--- EXTRAIT DU DOCUMENT ---

LE COURRIER
Les foudres du juge Auclair
Cette fois-ci, nous n'avons pas eu droit à notre exemplaire
du bulletin de l'Association pour le soutien et l'usage de la
langue française (ASULF). Habituellement, M. Robert Auclair,
son président, nous le fait parvenir gracieusement. Pourquoi
nous avoir oubliés? Peut-être parce qu'on y prononce
un jugement contre le Trésor de la langue française
au Québec. En effet, l'ASULF commente longuement la réplique
que nous avons donné, Steve Canac-Marquis et moi, à
Mme Marie-Éva de Villers pour sa critique des québécismes
que nous avons fait inclure dans Le Petit Larousse 2004 (voir
Le Soleil, 8 septembre 2003). C'est son droit, mais la
plaidoirie de M. Auclair est de l'ordre de l'opinion, non pas
de la démonstration. Rappelons simplement ici que nous
reconnaissons l'utilité du dictionnaire de Mme de Villers
pour les questions de grammaire, mais nous estimons que son évaluation
des québécismes ne repose pas sur une recherche
sérieuse. Notre point de vue est précisé
dans un article que vient de publier la revue Québec
français (hiver 2004).

---

Selon la lettre « Les foudres du juge Auclair », dans quel dictionnaire les auteurs de la réplique ont-ils fait inclure les québécismes critiqués par Mme Marie-Éva de Villers ?

--- DONNÉES EXTRAITES ---

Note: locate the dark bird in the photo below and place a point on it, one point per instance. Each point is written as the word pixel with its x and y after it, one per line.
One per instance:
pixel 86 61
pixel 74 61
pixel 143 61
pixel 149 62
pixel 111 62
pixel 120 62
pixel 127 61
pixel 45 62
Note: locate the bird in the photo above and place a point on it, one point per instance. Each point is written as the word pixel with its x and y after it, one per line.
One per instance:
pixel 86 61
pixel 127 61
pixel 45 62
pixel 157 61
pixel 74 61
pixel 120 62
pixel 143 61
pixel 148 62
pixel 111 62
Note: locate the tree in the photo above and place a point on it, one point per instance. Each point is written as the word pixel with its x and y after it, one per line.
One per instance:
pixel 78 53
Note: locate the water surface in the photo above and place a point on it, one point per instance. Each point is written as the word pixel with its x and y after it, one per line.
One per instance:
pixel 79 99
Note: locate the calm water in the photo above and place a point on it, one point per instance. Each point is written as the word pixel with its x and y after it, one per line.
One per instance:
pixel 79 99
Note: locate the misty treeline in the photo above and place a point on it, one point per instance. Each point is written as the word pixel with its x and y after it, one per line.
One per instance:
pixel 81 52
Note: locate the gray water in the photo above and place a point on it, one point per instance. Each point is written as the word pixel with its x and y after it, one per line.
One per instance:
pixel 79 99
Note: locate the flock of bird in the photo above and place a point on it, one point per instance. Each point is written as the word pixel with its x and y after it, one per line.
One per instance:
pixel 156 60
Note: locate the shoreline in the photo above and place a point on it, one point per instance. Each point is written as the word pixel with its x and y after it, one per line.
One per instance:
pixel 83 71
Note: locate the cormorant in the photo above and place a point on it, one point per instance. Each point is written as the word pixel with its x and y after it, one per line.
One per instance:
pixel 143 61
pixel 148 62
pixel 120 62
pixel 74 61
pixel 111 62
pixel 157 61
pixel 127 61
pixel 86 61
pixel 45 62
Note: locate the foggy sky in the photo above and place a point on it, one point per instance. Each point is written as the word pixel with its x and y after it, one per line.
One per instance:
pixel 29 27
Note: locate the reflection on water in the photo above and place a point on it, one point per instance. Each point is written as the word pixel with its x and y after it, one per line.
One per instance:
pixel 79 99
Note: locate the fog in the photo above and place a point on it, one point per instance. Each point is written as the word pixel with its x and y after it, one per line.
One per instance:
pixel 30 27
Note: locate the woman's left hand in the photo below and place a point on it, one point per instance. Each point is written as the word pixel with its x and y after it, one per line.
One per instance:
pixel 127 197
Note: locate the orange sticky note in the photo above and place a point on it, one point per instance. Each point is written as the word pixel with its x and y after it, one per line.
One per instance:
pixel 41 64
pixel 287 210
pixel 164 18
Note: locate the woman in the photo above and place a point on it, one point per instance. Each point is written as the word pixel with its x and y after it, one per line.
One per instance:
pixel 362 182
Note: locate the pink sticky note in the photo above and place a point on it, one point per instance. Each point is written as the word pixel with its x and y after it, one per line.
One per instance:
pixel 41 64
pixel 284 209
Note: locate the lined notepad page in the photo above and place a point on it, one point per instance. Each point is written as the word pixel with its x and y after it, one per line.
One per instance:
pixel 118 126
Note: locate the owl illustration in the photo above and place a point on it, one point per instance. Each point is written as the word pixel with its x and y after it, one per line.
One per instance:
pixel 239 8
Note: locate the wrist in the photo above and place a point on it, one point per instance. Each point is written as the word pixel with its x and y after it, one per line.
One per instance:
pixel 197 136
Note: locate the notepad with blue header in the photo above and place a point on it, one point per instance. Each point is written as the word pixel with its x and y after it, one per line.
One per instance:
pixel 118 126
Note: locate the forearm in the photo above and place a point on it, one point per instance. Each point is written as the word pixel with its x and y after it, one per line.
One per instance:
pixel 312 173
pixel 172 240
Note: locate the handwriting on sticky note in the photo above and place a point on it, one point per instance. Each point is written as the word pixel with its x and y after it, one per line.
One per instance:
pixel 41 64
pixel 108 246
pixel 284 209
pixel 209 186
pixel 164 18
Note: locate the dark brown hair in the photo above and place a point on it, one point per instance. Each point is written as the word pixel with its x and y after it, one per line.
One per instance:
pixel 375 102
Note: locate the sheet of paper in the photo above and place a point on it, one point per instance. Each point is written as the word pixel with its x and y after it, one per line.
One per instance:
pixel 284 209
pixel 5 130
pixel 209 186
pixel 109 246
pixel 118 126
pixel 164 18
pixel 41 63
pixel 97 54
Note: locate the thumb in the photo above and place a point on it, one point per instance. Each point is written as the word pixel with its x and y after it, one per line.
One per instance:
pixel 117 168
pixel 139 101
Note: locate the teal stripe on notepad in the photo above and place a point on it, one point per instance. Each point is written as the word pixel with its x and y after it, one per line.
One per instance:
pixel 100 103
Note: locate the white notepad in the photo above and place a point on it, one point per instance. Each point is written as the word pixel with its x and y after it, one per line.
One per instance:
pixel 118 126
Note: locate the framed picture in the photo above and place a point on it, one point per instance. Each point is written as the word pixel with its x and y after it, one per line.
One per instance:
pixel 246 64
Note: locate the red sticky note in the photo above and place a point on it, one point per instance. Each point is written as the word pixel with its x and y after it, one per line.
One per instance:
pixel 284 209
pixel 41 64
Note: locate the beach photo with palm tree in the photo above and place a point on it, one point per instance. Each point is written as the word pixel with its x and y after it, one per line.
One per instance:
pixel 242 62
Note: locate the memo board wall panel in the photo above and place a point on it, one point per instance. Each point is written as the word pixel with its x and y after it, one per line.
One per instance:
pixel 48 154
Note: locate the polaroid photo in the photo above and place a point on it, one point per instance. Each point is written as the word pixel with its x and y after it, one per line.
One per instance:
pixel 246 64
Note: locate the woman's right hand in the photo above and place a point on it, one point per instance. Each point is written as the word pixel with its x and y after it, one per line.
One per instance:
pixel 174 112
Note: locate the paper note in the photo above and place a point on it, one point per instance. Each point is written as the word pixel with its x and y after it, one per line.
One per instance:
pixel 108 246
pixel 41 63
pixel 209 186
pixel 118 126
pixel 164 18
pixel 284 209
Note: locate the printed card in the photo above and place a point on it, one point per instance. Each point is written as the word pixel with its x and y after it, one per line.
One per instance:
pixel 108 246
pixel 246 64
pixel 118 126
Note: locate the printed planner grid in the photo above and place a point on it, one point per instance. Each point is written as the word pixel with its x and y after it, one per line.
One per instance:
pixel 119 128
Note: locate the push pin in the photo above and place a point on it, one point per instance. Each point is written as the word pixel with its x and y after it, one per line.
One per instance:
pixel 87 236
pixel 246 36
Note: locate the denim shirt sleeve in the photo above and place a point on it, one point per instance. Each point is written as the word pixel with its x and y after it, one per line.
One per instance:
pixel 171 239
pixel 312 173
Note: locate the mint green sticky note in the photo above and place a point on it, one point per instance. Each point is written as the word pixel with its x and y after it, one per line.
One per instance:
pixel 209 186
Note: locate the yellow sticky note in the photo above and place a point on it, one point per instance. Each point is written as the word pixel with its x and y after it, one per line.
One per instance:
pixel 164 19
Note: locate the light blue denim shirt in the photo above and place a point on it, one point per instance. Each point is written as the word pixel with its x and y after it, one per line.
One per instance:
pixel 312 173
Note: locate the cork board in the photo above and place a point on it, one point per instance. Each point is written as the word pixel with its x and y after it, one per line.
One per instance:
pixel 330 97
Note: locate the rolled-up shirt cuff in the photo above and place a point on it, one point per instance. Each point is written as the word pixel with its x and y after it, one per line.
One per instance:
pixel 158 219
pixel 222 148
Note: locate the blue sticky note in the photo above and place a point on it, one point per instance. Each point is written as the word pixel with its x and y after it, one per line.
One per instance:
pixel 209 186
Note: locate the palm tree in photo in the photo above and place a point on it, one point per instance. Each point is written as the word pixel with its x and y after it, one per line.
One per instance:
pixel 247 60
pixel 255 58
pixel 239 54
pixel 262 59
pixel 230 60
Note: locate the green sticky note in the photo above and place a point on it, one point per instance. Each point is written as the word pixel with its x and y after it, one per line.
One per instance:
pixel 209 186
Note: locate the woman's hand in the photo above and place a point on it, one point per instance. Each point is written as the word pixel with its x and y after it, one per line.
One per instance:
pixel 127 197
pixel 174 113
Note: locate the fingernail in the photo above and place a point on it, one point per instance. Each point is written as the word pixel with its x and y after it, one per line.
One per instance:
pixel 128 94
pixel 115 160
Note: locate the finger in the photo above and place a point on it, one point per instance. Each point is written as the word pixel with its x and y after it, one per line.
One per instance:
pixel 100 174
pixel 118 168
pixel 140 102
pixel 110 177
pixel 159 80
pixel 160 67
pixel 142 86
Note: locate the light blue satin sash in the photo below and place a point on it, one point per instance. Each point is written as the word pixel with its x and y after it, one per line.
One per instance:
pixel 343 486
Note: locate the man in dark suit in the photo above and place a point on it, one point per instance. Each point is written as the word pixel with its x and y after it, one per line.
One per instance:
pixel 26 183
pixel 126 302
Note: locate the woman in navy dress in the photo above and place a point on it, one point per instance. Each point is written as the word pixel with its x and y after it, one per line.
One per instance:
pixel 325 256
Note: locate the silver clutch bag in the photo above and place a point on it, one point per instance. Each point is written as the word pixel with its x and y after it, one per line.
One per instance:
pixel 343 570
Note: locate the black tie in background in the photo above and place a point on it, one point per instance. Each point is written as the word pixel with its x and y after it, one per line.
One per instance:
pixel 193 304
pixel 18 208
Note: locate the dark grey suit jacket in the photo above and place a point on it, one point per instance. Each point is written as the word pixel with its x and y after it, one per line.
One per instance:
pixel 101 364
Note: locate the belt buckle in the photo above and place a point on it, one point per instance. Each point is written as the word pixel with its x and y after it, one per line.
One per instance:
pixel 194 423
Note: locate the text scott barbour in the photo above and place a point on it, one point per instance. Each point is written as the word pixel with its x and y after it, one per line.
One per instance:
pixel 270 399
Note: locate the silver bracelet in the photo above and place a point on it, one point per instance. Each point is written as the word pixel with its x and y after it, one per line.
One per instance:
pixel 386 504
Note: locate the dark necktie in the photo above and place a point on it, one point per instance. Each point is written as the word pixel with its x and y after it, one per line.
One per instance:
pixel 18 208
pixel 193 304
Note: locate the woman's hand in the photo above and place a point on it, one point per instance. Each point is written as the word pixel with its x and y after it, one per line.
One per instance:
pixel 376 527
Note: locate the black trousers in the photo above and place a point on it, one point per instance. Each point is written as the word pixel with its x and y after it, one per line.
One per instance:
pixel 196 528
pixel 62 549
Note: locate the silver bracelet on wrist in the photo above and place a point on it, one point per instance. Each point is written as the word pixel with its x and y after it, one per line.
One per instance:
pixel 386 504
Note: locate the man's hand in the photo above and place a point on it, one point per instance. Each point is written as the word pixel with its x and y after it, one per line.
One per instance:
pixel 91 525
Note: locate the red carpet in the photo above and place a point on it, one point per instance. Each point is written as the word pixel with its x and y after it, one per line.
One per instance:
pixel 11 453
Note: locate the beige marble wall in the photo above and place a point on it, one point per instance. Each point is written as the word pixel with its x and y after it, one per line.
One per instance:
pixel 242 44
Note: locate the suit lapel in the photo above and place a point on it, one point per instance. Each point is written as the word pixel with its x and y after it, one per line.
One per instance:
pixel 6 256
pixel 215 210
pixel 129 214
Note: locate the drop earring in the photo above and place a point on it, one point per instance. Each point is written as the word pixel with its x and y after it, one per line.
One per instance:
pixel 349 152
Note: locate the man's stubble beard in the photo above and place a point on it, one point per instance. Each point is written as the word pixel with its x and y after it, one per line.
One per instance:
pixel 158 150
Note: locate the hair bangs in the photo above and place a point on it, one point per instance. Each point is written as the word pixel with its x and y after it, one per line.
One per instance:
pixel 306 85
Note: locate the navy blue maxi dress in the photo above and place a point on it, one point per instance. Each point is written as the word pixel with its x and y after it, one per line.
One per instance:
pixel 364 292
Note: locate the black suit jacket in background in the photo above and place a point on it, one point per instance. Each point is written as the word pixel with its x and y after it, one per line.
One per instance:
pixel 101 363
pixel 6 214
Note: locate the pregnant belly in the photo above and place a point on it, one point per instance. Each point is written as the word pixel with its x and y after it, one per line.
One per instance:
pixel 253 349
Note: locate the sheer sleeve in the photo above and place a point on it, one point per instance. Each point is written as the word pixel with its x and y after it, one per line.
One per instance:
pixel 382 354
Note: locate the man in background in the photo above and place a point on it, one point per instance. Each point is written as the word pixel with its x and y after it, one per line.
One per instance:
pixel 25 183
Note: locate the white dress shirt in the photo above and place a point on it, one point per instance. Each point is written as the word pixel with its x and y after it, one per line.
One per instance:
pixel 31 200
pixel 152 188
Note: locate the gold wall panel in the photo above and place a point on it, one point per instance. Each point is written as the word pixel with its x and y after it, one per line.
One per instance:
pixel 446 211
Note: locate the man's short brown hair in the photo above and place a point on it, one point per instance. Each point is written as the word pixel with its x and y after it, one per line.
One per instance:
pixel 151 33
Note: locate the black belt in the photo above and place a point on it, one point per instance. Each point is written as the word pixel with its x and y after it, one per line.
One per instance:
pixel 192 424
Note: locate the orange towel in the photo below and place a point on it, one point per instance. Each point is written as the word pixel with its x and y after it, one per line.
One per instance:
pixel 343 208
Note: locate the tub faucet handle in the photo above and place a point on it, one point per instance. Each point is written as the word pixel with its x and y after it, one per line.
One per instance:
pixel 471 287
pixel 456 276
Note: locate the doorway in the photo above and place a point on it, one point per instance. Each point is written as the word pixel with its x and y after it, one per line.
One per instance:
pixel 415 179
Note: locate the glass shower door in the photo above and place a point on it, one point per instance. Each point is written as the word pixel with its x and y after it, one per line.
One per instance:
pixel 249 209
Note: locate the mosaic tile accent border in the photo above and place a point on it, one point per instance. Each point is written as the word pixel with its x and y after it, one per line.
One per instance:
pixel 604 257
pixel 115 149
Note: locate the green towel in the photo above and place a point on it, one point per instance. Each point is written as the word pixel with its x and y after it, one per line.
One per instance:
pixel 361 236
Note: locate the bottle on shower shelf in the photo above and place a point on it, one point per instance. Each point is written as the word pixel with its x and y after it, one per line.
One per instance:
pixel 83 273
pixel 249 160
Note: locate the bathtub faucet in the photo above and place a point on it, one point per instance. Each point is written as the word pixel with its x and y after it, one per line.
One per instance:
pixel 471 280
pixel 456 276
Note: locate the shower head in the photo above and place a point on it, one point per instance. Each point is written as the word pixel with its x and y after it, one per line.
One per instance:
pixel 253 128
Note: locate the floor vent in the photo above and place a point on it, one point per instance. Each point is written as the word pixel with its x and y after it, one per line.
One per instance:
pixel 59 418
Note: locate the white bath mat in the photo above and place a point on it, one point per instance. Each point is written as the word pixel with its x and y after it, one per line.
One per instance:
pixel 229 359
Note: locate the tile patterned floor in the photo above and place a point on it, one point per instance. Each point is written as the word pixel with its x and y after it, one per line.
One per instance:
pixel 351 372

---

# [ESPACE RÉPONSE]
Dans Le Petit Larousse 2004.